### PROBLEM DETAILS
Please answer from the platelet metabolism abstract: how many proteomic datasets supplied evidence for the platelet reaction network?

### SELECTED PASSAGE
(141e) The Human Platelet Reconstruction: Understanding Mechanistic Outcomes From Proteomics, Metabolomics, and Fluxomics | AIChE

(141e) The Human Platelet Reconstruction: Understanding Mechanistic Outcomes From Proteomics, Metabolomics, and Fluxomics

Authors 

Thomas, A. - Presenter, University of California - San Diego
Palsson, B. Ø., University of California, San Diego



Systems biology catalogues knowledge in a framework which enables mechanistic insights to the causes and effects of resulting biological phenotypes, allowing for the contextualization of datasets which subsequently promote the predictive capabilities of biological models. Constraints based methods quantitatively model biochemical reactions while annotating associations which influence the intracellular state of fluxes through pathways, and have been applied to discover antibiotics, propose metabolic engineering strategies, and understand principles in basic biology. With the reconstruction of human metabolism [1, 2], constraints based methods have been applied to cell-specific models, however, properly modeling human metabolism generally requires a metabolically active cell-type and the annotation of complex, altruistic, non-metabolic processes such as signaling, transcriptional regulation, and cell-to-cell community interactions. Due to these complexities, modeling simpler, metabolically-focused human cell types presents an opportunity to build mass balance models that can incrementally incorporate other modeling paradigms. Blood platelets represent one such system. Platelets are enucleated, have simple cellular fates, and are metabolically active. Signaling pathways associated with thrombosis are shallow with known mechanistic outcomes. In addition, reconstructing the metabolism of these blood cells offer opportunities for applications to improve quality of blood transfusions. Therefore, since these processes have not been characterized at a cell-wide-level, a biochemical reaction network of platelet metabolism was constructed using evidence from 33 proteomic datasets and over 300 literature references. The flux balance analysis model was built using a modified model building algorithm [3] with map-driven gap filling. Functional verification of the in vivo energy pathways was performed with isotopomer labeling data [4]. The data were mapped onto the model employing a parsimonious sampling algorithm which samples possible media uptake and secretion choices to define a minimal media for in vivo energy sources. The effects of SNPs, drugs, and phosphorylation events on the biochemical state of the platelet were enumerated. In addition to characterizing intracellular flux states of platelets in vivo, this study puts forth a pipeline and set of computational methods to reconstruct and study human cells in the context of proteomics and isotopomer data.


[1] Duarte, Natalie C., et al. "Global reconstruction of the human metabolic network based on genomic and bibliomic data." Proceedings of the National Academy of Sciences 104.6 (2007): 1777-1782.

[2] Thiele, Ines, et al. "A community-driven global reconstruction of human metabolism." Nature biotechnology (2013).

[3] Livnat Jerby, Tomer Shlomi, and Eytan Ruppin. "Computational reconstruction of tissue-specific metabolic models: application to human liver metabolism."Molecular systems biology 6.1 (2010).

[4] Guppy, Michael, et al. "Fuel choices by human platelets in human plasma."European Journal of Biochemistry 244.1 (1997): 161-167.

### EXCERPTED DATA
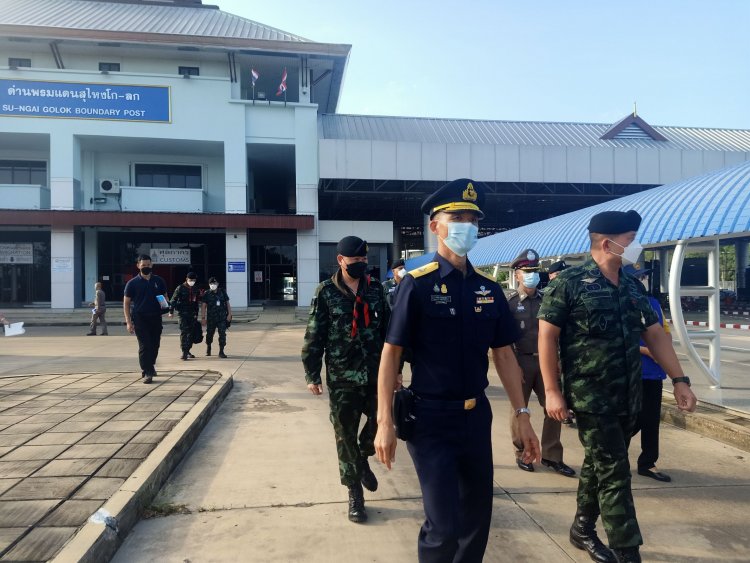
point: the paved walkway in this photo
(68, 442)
---
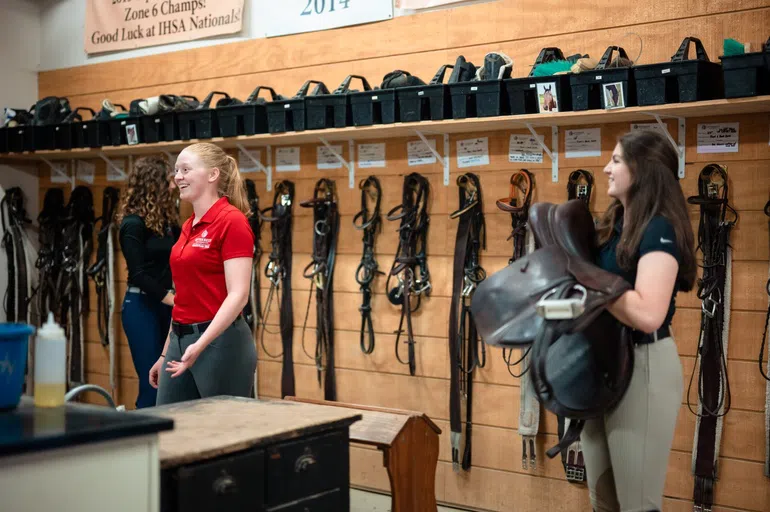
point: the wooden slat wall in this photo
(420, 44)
---
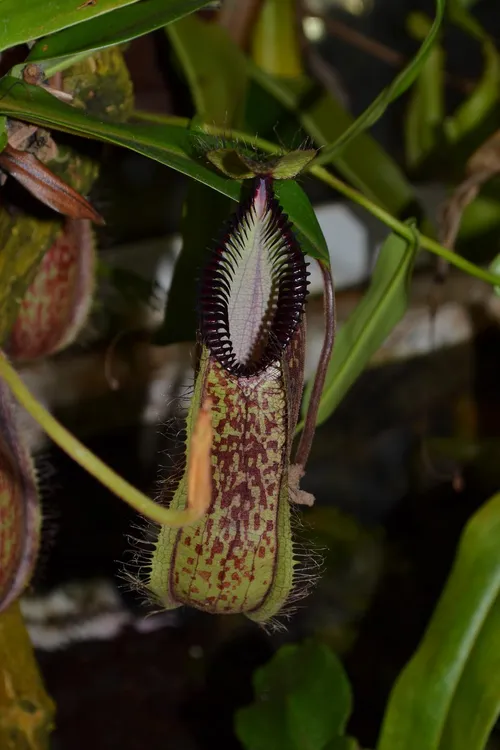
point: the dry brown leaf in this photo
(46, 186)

### RESPONSE
33 proteomic datasets